• _Passage_:
>>>>

Flanked by two police officers, Daniel Pipes entered the lecture auditorium in the Whitten Learning Center at the University of Miami to find his audience sitting quietly. In contrast to his past speaking experiences at universities, there were no angry protesters or passionate students demonstrating outside the door.
A political commentator on the Middle East and Islam, Daniel Pipes has made it his mission to express his views. He heads both the Middle East Forum, a conservative think-tank, and Campus Watch, a website that critiques how North American universities educate students about the Middle East.
Pipes visited campus on April 30 as part of Dr. Richard Weisskoss’ International Studies class project to speak to students university-wide about the role radical Islam plays in the U.S. “war on terror.”
“Radical Islam, or Islamism, is Islam that is very severe, or very oriented towards applying Islamic law in its entirety,” Pipes said. “It’s not terrorism, it’s not Islam, but it’s a terroristic version of Islam.”

<<<<

• _What needs to be done_: Reproduce the passage about Daniel Pipes's campus talk word for word, beginning at "A political commentator" and stopping after "the Middle East.".

• _Dataset excerpts_:
>>>>

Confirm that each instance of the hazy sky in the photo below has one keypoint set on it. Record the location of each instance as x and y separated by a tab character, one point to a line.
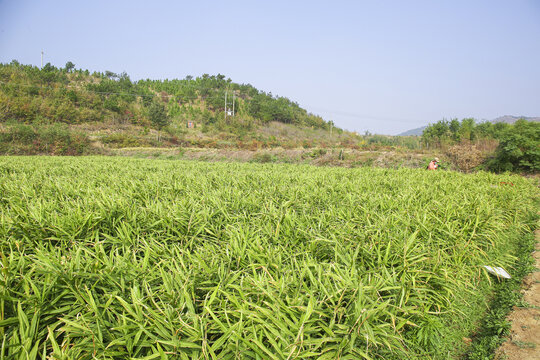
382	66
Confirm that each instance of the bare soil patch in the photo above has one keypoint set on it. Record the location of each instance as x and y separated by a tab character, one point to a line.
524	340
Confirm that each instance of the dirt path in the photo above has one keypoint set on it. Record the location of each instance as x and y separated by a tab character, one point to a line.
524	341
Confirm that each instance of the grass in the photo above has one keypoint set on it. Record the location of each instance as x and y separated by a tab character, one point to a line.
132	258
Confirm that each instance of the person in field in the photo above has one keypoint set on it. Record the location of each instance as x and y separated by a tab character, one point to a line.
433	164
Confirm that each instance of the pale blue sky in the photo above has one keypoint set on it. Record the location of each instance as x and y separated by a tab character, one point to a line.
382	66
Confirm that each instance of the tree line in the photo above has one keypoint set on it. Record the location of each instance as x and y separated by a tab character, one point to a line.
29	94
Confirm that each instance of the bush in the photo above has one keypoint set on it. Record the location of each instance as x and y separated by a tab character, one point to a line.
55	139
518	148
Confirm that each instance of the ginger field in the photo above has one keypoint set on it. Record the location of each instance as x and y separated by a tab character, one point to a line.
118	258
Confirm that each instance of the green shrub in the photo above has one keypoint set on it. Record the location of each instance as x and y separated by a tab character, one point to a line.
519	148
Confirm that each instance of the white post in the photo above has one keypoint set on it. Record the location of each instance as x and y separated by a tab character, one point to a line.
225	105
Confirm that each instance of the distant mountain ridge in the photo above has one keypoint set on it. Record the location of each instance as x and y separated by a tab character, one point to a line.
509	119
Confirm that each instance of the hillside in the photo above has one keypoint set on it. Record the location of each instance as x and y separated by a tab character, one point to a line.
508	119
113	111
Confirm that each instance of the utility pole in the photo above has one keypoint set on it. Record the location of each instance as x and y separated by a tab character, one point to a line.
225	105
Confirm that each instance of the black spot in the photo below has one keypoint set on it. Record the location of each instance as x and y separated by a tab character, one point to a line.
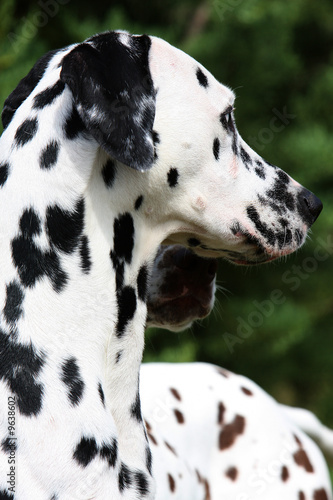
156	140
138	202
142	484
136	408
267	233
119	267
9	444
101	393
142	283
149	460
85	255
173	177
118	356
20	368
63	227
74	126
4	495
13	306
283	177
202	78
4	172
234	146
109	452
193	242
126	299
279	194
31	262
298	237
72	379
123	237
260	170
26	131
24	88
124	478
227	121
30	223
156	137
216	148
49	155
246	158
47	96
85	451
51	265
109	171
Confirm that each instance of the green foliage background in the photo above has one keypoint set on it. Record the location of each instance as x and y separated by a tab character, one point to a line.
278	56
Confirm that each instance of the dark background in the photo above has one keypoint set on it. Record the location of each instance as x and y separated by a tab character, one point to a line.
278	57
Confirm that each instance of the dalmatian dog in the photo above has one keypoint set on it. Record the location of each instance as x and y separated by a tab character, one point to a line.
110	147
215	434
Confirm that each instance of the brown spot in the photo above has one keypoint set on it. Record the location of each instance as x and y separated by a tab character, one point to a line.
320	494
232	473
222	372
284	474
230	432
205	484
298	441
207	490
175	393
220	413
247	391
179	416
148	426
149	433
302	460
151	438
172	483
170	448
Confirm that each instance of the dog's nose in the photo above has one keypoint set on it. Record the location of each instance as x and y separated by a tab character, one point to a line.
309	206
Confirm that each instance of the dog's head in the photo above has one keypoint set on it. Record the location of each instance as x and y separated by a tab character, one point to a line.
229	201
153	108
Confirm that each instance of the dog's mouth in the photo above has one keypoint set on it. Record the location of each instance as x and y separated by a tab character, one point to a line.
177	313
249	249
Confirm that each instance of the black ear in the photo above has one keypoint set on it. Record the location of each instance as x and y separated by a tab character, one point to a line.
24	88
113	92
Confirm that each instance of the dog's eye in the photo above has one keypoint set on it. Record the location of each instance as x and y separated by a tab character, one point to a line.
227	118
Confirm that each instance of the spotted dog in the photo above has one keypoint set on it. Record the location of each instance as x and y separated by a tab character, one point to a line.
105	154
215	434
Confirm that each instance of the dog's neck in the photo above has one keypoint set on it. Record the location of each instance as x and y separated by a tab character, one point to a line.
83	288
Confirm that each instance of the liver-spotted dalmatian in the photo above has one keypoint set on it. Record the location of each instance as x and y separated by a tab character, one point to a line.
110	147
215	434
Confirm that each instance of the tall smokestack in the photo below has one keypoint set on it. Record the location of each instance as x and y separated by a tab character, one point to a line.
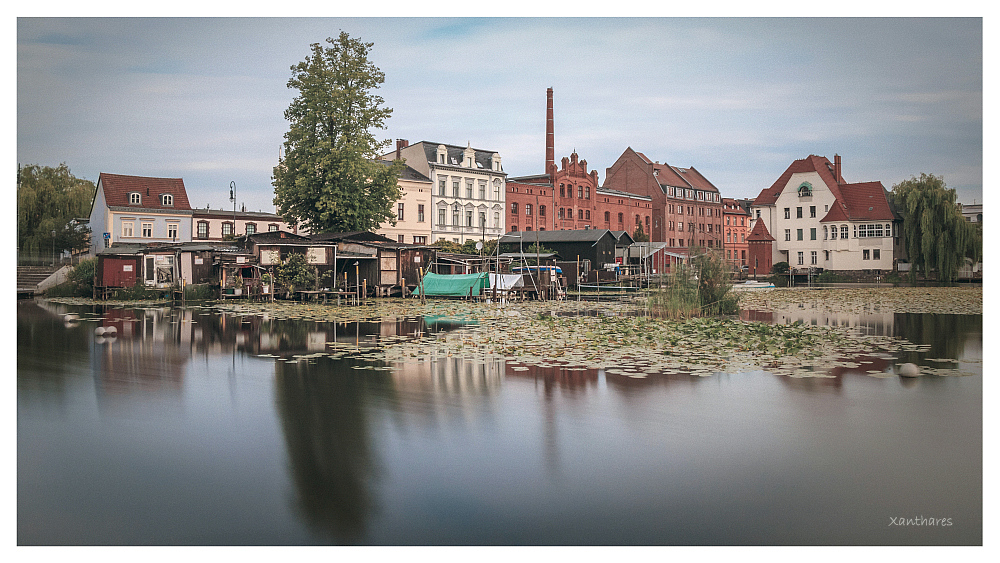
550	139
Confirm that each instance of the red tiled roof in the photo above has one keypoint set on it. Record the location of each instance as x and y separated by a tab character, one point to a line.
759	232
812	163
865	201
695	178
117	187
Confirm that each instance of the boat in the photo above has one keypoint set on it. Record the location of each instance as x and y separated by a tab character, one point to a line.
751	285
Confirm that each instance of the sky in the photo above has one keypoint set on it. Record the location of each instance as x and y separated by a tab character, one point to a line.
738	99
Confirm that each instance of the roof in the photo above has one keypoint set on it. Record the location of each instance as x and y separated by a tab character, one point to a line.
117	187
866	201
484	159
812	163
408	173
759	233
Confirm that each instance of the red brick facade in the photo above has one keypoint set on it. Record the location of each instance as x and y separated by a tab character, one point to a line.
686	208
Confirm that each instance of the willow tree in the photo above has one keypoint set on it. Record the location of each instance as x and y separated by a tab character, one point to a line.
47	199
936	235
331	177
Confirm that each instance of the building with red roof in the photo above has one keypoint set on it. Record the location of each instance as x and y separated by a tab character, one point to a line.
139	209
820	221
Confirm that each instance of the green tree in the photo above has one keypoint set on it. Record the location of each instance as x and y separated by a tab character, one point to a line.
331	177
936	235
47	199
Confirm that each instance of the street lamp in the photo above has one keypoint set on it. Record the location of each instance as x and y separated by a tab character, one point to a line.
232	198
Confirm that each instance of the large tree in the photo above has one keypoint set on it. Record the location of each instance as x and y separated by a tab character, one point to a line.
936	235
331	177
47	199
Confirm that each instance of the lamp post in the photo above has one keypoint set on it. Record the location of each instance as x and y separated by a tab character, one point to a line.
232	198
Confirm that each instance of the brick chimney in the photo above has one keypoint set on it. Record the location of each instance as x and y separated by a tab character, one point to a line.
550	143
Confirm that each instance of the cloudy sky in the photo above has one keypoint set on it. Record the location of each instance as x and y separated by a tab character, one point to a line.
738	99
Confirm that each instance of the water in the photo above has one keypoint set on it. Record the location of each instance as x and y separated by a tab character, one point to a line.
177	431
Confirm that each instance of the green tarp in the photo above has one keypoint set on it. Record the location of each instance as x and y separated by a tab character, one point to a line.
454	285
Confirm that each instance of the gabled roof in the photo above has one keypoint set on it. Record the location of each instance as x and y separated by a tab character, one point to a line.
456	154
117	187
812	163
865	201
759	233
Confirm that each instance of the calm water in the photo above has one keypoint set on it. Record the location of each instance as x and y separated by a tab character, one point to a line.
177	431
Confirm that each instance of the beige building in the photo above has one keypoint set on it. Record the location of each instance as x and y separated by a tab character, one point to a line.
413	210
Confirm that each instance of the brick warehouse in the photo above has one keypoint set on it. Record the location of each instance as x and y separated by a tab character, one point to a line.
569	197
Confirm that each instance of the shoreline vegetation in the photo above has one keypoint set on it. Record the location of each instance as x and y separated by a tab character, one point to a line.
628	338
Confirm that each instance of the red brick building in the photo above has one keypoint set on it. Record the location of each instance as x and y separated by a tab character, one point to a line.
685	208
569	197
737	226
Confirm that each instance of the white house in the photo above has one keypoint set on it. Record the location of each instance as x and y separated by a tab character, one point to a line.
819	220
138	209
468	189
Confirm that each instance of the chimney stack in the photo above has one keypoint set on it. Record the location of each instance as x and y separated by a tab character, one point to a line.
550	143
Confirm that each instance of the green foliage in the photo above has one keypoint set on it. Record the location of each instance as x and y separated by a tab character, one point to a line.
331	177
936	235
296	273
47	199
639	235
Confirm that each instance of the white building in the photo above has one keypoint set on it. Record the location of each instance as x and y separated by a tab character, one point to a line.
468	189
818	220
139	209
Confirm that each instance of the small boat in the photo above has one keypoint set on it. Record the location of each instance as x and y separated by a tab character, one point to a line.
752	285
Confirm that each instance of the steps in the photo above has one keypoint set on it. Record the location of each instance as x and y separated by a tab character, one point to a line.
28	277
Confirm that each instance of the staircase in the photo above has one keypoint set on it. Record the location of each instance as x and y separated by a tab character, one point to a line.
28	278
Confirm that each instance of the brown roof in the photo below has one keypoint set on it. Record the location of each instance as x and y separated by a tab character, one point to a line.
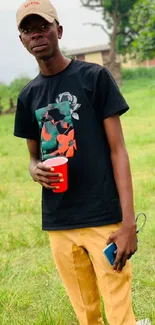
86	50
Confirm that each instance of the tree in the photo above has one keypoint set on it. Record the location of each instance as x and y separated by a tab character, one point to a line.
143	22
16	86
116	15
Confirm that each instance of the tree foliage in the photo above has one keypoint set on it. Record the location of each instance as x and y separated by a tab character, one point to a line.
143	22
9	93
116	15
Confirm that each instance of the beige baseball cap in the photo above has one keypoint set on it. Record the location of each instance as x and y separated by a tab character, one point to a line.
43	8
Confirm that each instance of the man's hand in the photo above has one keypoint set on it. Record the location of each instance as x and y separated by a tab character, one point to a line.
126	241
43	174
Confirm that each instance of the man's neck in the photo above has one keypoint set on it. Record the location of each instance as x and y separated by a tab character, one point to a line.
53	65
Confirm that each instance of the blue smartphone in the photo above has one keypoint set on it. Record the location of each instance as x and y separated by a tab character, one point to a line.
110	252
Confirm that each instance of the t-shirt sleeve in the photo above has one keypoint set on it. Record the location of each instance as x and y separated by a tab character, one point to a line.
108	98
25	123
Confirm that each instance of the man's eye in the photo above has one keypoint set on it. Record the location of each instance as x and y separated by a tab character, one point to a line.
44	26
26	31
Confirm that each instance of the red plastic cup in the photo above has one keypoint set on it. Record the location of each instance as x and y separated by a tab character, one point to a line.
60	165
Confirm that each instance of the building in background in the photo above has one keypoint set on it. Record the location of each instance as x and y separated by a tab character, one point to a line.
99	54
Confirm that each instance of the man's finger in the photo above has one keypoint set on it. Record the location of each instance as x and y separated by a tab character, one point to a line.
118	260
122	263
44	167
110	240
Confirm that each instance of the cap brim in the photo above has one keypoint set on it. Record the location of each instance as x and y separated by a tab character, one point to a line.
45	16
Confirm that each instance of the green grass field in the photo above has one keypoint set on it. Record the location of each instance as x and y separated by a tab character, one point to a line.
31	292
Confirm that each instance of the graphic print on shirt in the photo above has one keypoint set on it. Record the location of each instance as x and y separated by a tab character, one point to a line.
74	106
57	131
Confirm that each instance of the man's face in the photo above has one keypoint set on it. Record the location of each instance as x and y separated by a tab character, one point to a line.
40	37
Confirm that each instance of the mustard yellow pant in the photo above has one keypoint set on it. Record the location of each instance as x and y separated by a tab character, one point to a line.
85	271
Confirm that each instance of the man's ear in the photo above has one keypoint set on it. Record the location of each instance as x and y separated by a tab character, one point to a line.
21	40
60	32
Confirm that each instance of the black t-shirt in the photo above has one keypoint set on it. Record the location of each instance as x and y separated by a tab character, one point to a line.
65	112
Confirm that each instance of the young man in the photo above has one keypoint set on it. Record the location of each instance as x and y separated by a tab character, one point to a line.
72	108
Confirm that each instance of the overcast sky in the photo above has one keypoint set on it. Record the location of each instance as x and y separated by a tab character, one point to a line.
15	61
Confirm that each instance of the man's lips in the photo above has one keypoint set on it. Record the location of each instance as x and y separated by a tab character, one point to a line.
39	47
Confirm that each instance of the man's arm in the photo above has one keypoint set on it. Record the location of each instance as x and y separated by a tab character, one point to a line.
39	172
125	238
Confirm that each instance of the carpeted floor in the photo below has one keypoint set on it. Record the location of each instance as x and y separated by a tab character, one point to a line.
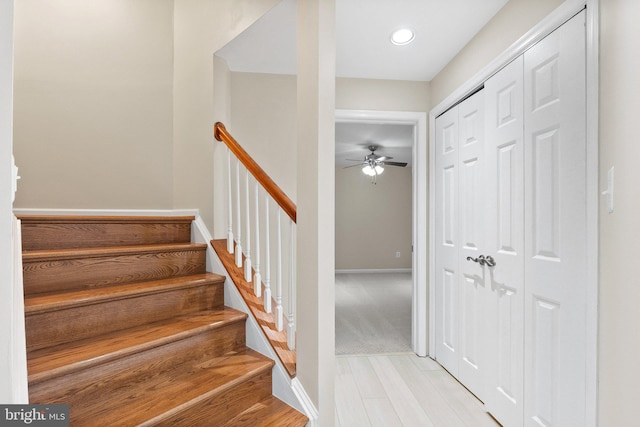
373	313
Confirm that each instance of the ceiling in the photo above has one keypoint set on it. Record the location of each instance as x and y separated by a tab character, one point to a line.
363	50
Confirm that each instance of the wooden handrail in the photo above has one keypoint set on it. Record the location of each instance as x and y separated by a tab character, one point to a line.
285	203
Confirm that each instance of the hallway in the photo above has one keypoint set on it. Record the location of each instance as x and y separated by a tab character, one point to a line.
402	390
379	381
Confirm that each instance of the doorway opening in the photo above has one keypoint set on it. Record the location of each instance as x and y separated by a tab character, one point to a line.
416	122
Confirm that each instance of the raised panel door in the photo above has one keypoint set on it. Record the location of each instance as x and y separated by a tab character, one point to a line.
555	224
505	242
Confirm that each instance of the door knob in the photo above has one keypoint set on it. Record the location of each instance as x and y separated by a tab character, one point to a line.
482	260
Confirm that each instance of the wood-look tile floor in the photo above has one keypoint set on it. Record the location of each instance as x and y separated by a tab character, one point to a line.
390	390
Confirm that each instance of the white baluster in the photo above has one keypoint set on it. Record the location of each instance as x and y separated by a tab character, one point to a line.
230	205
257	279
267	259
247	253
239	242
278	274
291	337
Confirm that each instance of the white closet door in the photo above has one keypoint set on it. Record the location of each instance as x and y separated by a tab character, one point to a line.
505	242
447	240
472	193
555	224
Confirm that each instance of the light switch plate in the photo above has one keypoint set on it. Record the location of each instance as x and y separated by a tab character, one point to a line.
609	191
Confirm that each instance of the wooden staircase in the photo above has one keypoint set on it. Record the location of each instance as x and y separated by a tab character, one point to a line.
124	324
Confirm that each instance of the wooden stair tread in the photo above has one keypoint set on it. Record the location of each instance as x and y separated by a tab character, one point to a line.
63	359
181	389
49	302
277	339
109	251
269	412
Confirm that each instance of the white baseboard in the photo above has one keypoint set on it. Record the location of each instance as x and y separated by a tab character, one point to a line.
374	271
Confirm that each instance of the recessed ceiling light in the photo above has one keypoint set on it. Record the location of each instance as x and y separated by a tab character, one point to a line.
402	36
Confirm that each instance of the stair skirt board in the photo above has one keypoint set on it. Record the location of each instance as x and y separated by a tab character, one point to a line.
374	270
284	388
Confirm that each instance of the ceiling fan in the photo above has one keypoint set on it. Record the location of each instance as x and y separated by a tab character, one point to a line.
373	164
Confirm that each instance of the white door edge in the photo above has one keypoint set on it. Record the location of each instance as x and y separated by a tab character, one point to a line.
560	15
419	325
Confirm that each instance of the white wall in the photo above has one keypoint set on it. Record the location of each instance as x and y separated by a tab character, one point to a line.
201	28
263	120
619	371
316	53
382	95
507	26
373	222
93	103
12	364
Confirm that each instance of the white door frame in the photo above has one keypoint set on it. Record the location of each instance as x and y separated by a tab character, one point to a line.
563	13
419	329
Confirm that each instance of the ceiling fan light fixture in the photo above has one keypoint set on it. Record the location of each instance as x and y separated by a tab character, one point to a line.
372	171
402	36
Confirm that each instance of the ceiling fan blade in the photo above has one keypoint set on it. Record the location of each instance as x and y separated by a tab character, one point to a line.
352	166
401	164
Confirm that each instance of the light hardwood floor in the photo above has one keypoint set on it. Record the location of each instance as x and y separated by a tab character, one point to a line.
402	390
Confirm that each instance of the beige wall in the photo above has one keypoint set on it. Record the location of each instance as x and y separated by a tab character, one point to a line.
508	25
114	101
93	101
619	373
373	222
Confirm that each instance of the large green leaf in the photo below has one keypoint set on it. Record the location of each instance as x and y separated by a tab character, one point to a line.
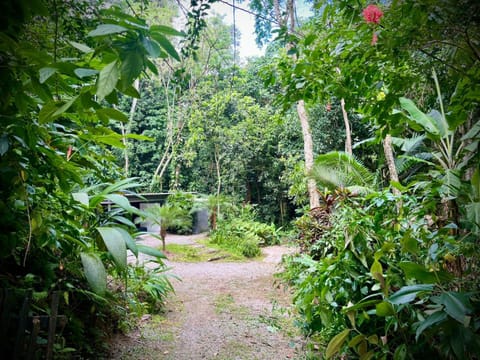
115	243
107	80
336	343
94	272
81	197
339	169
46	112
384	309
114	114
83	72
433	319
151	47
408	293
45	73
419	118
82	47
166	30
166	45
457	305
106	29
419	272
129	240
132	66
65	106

<<<<

• _The answer_:
A political commentator on the Middle East and Islam, Daniel Pipes has made it his mission to express his views. He heads both the Middle East Forum, a conservative think-tank, and Campus Watch, a website that critiques how North American universities educate students about the Middle East.